• **What this task involves**
Output the records precisely as they stand. Pictures are to be skipped.

• **The data**

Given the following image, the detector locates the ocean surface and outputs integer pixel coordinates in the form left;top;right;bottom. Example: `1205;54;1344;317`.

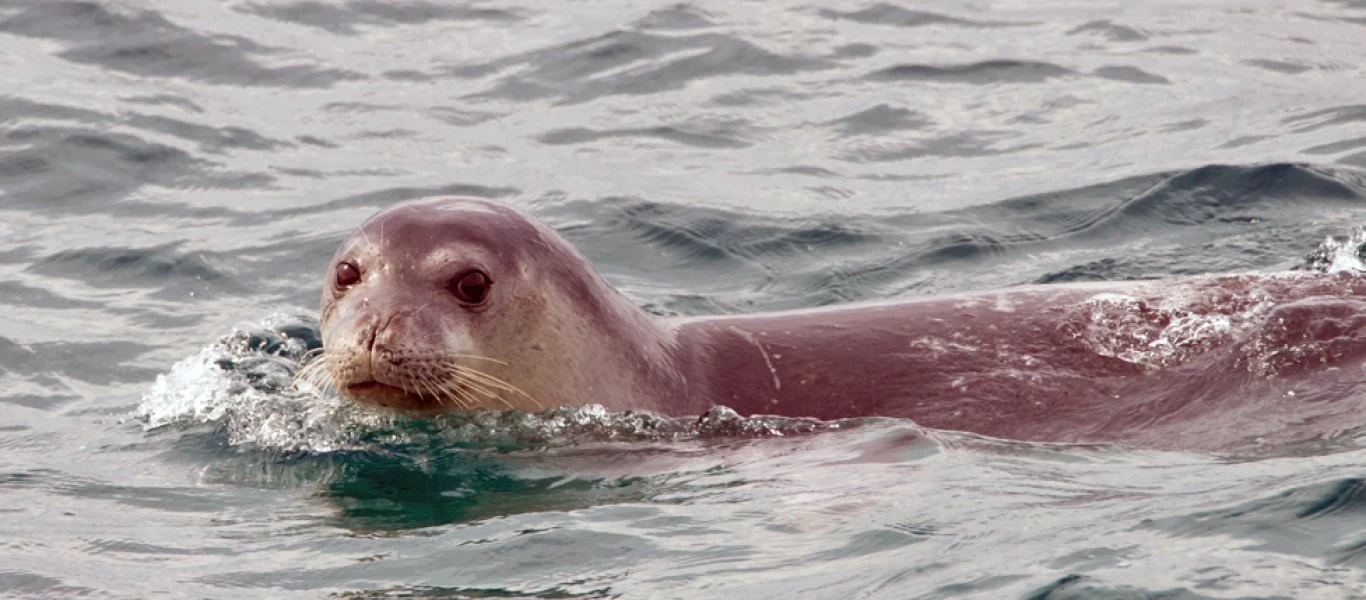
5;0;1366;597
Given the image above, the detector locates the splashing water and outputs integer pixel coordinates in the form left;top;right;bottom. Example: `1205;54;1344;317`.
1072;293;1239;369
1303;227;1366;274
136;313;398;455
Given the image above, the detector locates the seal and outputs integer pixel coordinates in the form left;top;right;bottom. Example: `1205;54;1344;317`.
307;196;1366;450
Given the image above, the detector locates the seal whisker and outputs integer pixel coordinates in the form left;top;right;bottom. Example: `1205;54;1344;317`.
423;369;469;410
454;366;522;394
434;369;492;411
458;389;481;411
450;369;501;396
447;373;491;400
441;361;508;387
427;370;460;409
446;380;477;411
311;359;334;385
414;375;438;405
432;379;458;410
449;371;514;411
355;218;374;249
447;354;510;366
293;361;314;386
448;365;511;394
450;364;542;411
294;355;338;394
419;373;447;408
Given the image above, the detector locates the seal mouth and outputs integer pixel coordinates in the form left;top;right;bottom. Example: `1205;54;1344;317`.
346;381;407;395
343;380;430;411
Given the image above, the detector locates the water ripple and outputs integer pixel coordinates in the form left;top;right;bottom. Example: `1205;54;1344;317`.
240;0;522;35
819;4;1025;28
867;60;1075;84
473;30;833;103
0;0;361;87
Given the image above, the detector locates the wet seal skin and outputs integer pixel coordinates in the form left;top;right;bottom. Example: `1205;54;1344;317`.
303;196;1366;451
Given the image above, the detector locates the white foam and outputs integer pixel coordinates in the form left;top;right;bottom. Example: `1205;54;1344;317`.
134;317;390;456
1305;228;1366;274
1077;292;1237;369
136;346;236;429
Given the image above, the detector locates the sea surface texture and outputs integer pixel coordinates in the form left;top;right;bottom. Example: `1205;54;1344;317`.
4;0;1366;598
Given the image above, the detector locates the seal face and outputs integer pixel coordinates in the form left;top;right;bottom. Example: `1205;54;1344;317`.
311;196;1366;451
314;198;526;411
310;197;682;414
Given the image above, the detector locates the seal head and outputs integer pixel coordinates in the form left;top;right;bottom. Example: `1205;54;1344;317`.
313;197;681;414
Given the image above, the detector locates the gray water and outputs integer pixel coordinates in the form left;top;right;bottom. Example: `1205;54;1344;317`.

• **Result**
Given the following image, the detector locates the ocean surface and outputs integer pixel coordinates in the form left;top;right;bottom. Example: `1205;54;1344;317`.

5;0;1366;597
Given the image above, the detector locates the splashing water and outputs integer pixel coordinates in the form left;top;right;bottom. Example: `1205;54;1344;317`.
1072;293;1239;369
1303;227;1366;274
136;313;398;455
Given the image above, the detector locates the seal and outputs integer pixel coordinates in the form left;top;right;bottom. Example: `1205;54;1344;317`.
307;196;1366;450
Given the image above, the detector locates the seal whisker and outputs integer pixel coordinates in the form left;top;right;bottom. Example: `1205;54;1344;317`.
423;369;469;410
454;366;522;394
434;369;492;411
458;389;481;411
450;369;501;396
447;373;491;400
441;361;508;387
427;370;460;409
446;380;477;411
311;359;334;385
414;375;438;405
432;379;458;410
449;371;514;411
355;218;374;249
447;354;510;366
293;361;314;386
448;365;511;394
450;364;542;411
294;355;338;394
419;373;447;408
Given the image above, the detector locates the seal mouth and outputs integer pixel coordinates in the form left;top;right;bottom. Example: `1205;54;1344;317`.
346;381;407;395
343;380;430;411
Given the image above, the detector locates the water ripple and outputs integer pixel coordinates in the form left;top;right;bottom. Example: `1205;54;1344;317`.
240;0;522;35
819;4;1025;28
867;60;1075;84
473;30;833;103
0;0;361;87
Given the image above, the detector locates the wet seal skin and outputs integer pixel coordinates in the form left;top;right;bottom. Example: `1205;54;1344;317`.
303;196;1366;451
Given the image above, the detector locates the white foam and outputs integer pixel coordinates in the form left;top;right;bottom. Example: `1205;54;1344;317`.
134;317;390;456
1305;228;1366;274
1077;292;1237;369
136;346;236;429
Given the image above, the detector locates the sea surface texture and outputs integer pixel coordinates in the form left;top;right;bottom. Example: `1205;54;1344;317`.
4;0;1366;598
Given the image above, the detector locates the seal face and outputs integer pixel coordinates in the form left;top;right;bottom. Example: `1205;54;1344;317`.
311;196;1366;451
314;198;526;411
310;197;682;414
Given the image above, the detector locates the seal head and outputs integer pixel coordinates in the form left;top;right;bottom. Example: `1205;54;1344;317`.
313;197;681;414
Given the image above, the detector locates the gray water and outputs integer pixel coordinates in the form left;top;right;bottom. Example: `1205;54;1344;317`.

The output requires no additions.